## Available records:
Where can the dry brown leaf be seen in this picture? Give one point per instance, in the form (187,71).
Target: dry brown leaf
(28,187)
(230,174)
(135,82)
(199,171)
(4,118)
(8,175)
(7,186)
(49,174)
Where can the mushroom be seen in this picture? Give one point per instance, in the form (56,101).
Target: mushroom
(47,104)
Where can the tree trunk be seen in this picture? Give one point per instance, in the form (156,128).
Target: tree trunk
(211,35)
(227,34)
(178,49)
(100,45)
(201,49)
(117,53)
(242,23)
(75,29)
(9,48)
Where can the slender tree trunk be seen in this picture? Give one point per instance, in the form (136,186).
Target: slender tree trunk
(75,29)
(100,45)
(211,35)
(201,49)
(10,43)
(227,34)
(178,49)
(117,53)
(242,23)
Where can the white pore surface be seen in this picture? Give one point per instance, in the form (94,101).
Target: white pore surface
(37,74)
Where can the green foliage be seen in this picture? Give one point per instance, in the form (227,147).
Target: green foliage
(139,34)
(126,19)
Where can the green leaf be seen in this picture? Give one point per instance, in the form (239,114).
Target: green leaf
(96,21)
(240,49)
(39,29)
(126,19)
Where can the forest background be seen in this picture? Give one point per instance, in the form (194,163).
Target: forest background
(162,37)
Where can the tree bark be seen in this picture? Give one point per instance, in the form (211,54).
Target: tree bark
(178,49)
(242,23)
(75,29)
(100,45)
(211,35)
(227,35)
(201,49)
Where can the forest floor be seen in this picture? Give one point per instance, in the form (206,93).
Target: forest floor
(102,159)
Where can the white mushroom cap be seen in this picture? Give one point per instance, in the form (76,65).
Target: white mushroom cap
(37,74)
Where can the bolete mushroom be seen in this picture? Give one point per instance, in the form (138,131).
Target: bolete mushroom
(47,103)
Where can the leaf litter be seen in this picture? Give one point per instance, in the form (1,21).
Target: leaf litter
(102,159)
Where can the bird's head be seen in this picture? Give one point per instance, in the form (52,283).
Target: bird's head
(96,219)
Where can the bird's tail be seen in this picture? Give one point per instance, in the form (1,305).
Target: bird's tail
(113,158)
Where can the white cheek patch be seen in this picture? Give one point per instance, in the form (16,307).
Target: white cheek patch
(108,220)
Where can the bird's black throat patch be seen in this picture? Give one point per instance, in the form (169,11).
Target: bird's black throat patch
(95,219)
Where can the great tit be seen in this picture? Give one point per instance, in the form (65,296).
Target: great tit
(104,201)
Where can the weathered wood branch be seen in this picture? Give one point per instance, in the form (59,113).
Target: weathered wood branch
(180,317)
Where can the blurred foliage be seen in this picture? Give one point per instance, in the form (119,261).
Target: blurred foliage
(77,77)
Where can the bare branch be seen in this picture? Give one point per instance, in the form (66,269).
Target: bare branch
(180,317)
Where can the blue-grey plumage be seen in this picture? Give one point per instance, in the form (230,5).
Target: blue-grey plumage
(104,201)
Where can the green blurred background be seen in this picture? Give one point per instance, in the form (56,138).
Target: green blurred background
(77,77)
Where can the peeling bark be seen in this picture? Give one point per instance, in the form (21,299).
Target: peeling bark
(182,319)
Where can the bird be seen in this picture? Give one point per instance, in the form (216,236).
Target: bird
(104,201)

---

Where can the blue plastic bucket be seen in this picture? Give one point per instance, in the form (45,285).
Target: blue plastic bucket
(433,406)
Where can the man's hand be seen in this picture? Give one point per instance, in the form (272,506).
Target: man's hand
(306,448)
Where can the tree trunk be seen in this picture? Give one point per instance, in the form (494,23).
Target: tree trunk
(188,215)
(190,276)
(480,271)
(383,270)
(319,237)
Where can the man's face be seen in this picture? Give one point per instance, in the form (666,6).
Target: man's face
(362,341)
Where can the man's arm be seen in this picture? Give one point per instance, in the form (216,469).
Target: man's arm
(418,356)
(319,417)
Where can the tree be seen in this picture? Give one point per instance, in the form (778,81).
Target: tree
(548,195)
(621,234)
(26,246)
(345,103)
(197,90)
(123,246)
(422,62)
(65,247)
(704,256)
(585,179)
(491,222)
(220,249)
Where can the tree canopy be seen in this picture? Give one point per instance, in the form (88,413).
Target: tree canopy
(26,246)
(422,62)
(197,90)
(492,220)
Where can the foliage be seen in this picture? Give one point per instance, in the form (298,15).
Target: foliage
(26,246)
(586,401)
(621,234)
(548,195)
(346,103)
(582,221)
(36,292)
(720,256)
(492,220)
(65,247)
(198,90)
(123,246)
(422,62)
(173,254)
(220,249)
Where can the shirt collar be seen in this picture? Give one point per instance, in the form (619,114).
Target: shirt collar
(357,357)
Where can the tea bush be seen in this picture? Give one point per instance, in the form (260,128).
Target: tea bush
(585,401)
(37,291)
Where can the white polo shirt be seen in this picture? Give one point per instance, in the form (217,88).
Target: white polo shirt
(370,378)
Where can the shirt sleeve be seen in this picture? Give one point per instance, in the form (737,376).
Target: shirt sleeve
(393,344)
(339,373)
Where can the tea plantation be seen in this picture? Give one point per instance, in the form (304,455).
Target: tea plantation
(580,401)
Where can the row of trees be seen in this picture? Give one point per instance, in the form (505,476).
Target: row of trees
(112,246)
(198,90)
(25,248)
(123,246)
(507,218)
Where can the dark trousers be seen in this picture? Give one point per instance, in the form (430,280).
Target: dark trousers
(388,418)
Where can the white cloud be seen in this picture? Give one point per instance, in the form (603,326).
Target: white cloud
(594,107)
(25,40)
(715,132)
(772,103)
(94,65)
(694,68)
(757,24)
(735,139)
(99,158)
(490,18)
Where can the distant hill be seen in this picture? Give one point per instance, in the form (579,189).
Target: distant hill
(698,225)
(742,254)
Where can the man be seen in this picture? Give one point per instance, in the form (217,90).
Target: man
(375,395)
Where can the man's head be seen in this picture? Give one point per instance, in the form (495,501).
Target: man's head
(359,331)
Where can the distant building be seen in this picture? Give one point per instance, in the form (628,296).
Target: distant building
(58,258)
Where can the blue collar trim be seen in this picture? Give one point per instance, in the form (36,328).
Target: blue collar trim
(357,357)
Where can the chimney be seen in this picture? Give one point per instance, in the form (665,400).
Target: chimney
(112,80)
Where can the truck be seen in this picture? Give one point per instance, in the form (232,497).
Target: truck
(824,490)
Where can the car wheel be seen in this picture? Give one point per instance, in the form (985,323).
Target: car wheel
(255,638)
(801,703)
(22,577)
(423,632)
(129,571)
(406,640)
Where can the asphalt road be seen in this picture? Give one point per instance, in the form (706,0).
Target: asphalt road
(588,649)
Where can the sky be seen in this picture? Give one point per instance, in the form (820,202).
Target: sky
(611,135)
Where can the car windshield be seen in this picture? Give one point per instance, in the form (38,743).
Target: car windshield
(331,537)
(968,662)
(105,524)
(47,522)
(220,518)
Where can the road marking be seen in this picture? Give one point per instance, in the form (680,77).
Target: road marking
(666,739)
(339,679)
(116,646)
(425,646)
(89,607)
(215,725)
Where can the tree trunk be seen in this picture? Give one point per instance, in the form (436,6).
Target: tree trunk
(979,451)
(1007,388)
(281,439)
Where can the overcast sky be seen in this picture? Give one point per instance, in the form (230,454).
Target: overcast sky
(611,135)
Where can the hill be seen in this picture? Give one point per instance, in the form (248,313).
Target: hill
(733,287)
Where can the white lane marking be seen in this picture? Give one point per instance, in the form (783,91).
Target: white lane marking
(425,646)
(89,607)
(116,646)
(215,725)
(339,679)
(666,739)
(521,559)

---

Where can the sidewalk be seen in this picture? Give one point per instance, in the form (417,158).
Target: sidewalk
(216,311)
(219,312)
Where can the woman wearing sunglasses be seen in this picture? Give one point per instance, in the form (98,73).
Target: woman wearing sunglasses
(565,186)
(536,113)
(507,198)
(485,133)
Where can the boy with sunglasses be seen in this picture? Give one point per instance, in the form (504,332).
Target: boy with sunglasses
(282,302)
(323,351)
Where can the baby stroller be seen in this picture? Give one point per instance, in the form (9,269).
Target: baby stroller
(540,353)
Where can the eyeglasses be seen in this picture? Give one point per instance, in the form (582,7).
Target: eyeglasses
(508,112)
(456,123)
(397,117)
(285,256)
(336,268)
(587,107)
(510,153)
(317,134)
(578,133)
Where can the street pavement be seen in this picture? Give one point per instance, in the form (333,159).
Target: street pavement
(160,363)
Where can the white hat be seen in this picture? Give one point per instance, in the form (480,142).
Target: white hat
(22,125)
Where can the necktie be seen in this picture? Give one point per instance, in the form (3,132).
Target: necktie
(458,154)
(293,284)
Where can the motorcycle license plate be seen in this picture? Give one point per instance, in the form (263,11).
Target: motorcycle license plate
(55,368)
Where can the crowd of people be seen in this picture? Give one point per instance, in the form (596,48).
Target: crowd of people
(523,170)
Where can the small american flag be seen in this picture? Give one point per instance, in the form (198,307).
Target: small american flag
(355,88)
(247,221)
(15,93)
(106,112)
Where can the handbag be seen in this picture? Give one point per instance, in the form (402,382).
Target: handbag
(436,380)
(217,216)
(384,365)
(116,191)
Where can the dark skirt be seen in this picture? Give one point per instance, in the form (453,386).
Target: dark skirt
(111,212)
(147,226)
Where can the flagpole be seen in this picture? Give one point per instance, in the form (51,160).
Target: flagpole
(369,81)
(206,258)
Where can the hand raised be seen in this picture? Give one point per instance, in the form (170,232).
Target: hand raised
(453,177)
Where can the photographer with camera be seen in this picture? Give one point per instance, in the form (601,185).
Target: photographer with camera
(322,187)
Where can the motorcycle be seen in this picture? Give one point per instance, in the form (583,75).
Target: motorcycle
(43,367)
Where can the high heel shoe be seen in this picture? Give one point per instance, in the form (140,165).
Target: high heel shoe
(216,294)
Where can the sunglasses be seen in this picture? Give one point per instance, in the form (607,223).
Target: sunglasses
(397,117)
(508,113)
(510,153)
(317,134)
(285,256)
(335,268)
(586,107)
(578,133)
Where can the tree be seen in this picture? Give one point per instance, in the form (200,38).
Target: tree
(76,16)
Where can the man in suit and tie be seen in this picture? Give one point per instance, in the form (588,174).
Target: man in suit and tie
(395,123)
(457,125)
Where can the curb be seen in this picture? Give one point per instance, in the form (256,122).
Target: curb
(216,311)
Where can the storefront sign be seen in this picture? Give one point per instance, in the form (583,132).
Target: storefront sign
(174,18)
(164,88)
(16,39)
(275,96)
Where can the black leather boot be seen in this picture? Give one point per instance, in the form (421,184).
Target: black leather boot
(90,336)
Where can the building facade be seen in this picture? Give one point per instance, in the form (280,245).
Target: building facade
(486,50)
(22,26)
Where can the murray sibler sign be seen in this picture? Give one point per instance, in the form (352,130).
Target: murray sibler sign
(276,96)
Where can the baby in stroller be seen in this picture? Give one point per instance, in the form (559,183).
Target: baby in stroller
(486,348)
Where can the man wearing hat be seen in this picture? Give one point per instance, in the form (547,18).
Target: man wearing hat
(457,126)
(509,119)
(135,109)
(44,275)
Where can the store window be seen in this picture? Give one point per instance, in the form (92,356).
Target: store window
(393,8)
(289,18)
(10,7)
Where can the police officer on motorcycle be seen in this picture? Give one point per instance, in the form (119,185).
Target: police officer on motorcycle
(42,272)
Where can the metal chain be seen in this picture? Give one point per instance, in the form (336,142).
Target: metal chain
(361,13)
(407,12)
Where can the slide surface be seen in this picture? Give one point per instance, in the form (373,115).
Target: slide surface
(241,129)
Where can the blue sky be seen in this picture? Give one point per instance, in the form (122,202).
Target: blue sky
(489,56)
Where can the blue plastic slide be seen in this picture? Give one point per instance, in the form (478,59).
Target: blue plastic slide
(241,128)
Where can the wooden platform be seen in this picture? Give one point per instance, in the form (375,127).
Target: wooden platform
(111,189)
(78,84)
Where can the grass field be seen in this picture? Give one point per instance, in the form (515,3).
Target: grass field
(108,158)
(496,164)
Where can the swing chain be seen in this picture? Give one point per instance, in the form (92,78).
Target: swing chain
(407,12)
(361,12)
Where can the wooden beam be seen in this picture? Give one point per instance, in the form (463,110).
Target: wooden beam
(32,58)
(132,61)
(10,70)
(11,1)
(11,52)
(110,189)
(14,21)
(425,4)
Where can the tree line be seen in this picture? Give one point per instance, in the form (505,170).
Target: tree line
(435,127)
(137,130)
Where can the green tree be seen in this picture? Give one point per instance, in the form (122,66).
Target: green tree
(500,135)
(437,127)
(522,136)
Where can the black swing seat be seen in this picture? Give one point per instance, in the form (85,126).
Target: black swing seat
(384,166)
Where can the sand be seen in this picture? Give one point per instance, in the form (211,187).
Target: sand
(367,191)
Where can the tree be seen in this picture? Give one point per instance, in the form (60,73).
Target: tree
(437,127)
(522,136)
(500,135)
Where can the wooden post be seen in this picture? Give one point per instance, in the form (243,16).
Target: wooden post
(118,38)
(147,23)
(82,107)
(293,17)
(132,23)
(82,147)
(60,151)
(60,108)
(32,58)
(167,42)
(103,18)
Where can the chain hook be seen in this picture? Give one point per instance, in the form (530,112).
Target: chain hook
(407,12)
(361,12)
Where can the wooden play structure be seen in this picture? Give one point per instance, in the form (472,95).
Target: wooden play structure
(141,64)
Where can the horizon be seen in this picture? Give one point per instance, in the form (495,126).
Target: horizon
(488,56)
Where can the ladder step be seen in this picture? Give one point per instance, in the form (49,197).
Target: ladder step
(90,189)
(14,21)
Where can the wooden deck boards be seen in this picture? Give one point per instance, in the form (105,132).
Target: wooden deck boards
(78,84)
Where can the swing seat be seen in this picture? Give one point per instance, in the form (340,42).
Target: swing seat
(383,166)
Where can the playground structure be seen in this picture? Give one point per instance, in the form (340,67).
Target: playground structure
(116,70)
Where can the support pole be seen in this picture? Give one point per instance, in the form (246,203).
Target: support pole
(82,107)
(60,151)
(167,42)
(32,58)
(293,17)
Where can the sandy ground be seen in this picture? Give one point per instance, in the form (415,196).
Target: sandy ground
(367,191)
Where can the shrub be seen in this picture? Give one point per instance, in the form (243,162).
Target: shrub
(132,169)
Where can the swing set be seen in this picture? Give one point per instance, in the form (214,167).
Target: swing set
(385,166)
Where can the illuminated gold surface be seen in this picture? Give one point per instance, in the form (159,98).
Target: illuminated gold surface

## Prompt:
Note every line in the material with "illuminated" and copy it.

## Written reply:
Where can the illuminated gold surface be seen in this picture? Give one point per instance, in the form (159,98).
Target: illuminated gold surface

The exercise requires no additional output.